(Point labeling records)
____________

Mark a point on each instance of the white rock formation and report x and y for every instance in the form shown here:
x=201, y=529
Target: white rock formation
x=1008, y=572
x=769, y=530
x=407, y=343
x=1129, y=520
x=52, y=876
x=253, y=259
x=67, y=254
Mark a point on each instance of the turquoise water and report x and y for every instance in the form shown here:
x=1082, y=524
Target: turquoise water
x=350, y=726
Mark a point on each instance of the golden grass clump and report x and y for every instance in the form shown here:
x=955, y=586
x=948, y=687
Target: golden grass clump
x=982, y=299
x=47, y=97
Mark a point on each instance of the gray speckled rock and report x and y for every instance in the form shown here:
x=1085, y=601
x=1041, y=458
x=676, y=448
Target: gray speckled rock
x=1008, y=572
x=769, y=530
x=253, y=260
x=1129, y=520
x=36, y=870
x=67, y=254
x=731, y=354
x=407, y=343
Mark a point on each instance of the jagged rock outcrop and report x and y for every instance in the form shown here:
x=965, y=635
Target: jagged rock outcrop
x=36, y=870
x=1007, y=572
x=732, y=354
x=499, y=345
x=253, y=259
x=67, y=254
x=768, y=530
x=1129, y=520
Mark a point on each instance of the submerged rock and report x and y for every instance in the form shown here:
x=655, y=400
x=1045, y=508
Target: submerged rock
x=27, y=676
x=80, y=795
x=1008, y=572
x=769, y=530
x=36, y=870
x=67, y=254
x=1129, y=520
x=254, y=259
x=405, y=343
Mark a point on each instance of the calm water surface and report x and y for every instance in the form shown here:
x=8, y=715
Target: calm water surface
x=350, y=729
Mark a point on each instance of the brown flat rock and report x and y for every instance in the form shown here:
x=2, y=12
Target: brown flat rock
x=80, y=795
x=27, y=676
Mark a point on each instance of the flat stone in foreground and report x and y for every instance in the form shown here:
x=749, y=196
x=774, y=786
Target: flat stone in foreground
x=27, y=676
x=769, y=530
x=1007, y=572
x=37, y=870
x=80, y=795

____________

TASK TO CARRY OUT
Copy every one of the records above verbatim, keeping all lines in their original order.

EXERCISE RESULT
Mark a point on each instance of the white rock formation and report x and y for every instance in the form shown here:
x=201, y=529
Target: white rock formation
x=1008, y=572
x=769, y=530
x=407, y=343
x=1129, y=520
x=52, y=876
x=253, y=259
x=67, y=254
Mark a point on each instance of the turquoise water and report x and y for every instance in the form shown here:
x=1082, y=524
Target: turquoise water
x=350, y=726
Mark a point on each instance of the golden grass clump and report x and y for every instance in the form shown here:
x=955, y=586
x=948, y=687
Target: golden grass clump
x=982, y=299
x=47, y=97
Mark a point on each instance of the gray speckled rock and report x and y for every instance in the form shown here:
x=1085, y=601
x=1041, y=458
x=676, y=448
Target: gray speckled rock
x=1008, y=572
x=769, y=530
x=253, y=260
x=1129, y=520
x=36, y=870
x=67, y=254
x=731, y=354
x=407, y=343
Mark a point on each instance of the jagged rock outcrop and report x and y for every instance in the form shown here:
x=965, y=635
Target: jagged rock outcrop
x=36, y=870
x=1007, y=572
x=732, y=354
x=499, y=345
x=253, y=259
x=67, y=254
x=768, y=530
x=1129, y=520
Mark a point on each instance of the submerged rock and report x and y for every instance in the form shown here:
x=655, y=400
x=1045, y=508
Target: submerged rock
x=27, y=676
x=80, y=795
x=1008, y=572
x=769, y=530
x=36, y=870
x=67, y=254
x=1129, y=520
x=254, y=259
x=405, y=343
Mark a point on each instance of the calm water surface and report x and y for every instance in the form shown here:
x=8, y=715
Target: calm water surface
x=350, y=729
Mark a point on each instance of the brown flat rock and report x and y for every instance in the form shown here:
x=2, y=12
Target: brown flat rock
x=80, y=795
x=27, y=676
Mark a point on each instance of the flat stone in foreground and report x and y for every instance in the form shown here:
x=749, y=196
x=774, y=786
Target: flat stone in foreground
x=27, y=676
x=769, y=530
x=1007, y=572
x=37, y=870
x=80, y=795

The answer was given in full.